- Quelltext
■ ■ ■
Ebenso wie der Stechapfel löst die Pflanze mit den schmutziggelben, violett-geäderten Blüten heftige, lang andauernde Rauschzustände aus, die oft unangenehm verlaufen. „Ich hatte das Gefühl, zu verdursten und in dünne Scheibchen geschnitten zu werden“, erzählt einer, der es ausprobiert hat. „Zudem machte das Kraut aggressiv, mit einer unterschwelligen erotischen Komponente. Das war ziemlich schwer unter Kontrolle zu halten.“ Für den ansonsten ruhigen und zurückhaltenden jungen Mann eine verstörende Erfahrung, die er keinesfalls wiederholen möchte.
■ ■ ■
- Anforderung 1
Gib den Quelltext wortgetreu wieder, beginnend bei „Ebenso wie der“ und endend bei „keinesfalls wiederholen möchte.“.
- Anforderung 2
Formuliere den Absatz des Quelltexts, der mit „Ebenso wie der Stechapfel“ beginnt, kürzer und behalte dabei seine wesentlichen Angaben bei.
Stütze dich dabei nur auf den Quelltext.

Daten zur natürlichsprachlichen Objektverortung
■ ■ ■
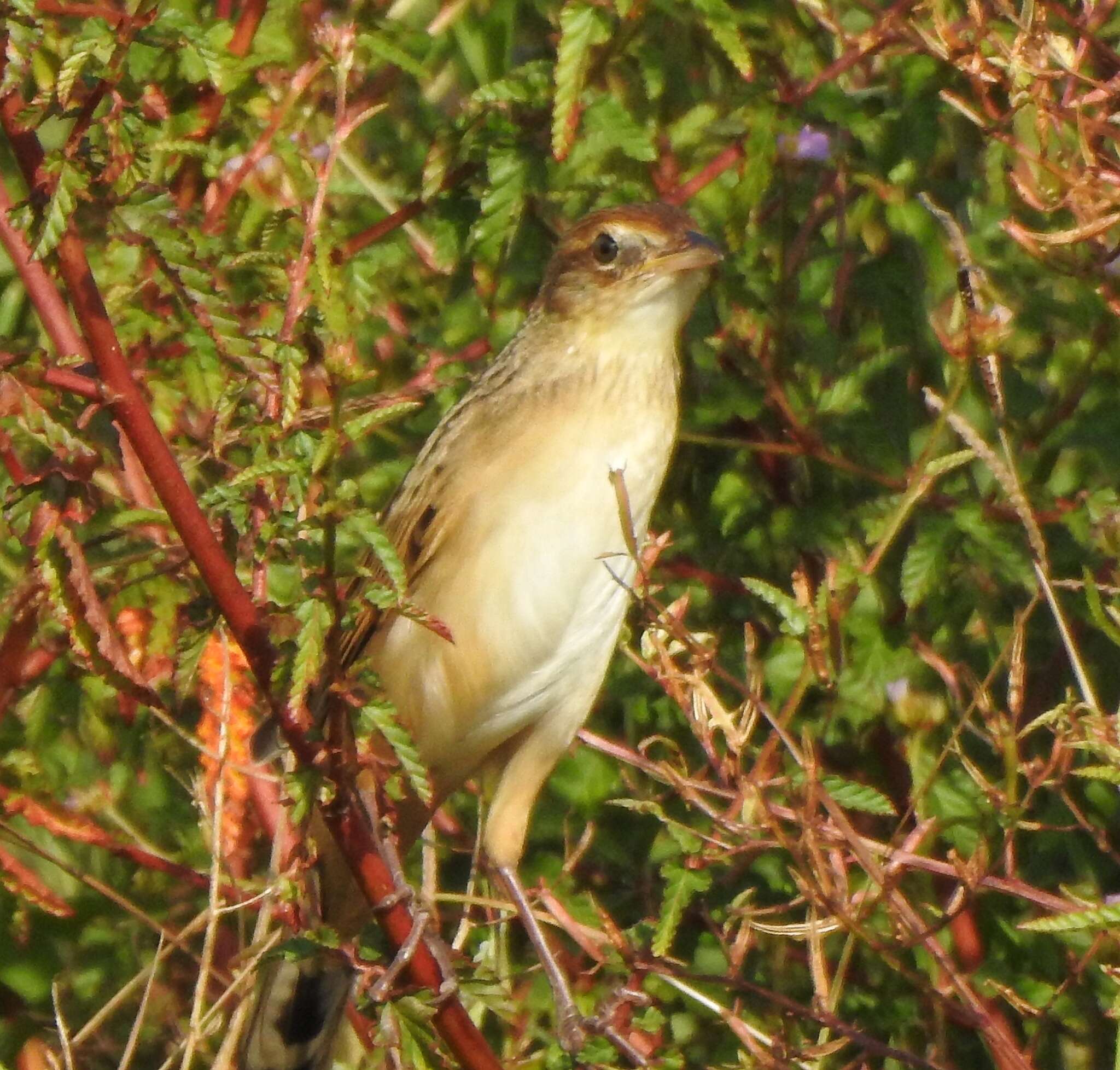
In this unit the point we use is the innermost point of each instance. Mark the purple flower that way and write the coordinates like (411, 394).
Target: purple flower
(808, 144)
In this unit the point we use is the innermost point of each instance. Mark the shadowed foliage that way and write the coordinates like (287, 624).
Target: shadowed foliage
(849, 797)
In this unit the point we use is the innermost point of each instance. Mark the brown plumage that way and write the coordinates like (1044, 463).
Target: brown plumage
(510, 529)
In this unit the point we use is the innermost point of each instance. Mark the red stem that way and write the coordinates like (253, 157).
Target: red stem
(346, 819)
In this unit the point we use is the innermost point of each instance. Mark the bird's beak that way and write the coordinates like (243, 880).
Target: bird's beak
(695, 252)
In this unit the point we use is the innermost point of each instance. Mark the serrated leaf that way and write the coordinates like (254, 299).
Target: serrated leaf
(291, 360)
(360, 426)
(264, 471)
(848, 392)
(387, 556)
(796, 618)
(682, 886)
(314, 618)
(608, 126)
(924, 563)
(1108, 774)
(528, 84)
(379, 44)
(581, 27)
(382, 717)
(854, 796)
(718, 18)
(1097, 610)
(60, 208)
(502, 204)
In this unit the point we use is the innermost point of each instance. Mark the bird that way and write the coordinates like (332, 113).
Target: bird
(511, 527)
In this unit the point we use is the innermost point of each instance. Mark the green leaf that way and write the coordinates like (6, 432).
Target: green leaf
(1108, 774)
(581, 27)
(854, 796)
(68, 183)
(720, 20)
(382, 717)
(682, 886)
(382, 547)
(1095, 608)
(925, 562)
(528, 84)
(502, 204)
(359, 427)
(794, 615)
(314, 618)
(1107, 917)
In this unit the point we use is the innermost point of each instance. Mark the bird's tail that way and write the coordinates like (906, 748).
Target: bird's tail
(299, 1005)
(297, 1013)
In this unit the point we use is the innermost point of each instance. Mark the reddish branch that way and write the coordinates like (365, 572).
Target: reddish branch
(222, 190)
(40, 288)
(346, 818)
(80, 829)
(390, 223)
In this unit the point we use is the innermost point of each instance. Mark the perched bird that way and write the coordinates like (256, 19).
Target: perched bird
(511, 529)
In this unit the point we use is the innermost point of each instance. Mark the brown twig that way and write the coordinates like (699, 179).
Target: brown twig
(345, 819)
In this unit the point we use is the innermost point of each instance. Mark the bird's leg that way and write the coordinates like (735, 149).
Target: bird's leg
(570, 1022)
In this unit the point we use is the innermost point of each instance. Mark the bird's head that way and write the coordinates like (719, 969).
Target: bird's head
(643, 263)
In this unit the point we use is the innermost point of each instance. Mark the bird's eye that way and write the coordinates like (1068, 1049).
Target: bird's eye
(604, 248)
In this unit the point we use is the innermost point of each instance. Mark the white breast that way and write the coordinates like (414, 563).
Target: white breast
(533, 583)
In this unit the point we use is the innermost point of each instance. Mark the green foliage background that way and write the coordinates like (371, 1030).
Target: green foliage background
■ ■ ■
- Ergebnis 1
Ebenso wie der Stechapfel löst die Pflanze mit den schmutziggelben, violett-geäderten Blüten heftige, lang andauernde Rauschzustände aus, die oft unangenehm verlaufen. „Ich hatte das Gefühl, zu verdursten und in dünne Scheibchen geschnitten zu werden“, erzählt einer, der es ausprobiert hat. „Zudem machte das Kraut aggressiv, mit einer unterschwelligen erotischen Komponente. Das war ziemlich schwer unter Kontrolle zu halten.“ Für den ansonsten ruhigen und zurückhaltenden jungen Mann eine verstörende Erfahrung, die er keinesfalls wiederholen möchte.

- Ergebnis 2
Wie der Stechapfel ruft die Pflanze mit den schmutziggelben, violett geäderten Blüten heftige, lang anhaltende und oft unangenehme Rauschzustände hervor. Ein junger Mann, der sie ausprobiert hat, berichtet vom Gefühl, zu verdursten und in dünne Scheibchen geschnitten zu werden. Außerdem berichtet er von einer schwer zu kontrollierenden Aggressivität mit unterschwellig erotischer Komponente. Für den sonst ruhigen und zurückhaltenden Mann war das eine verstörende Erfahrung, die er keinesfalls wiederholen möchte.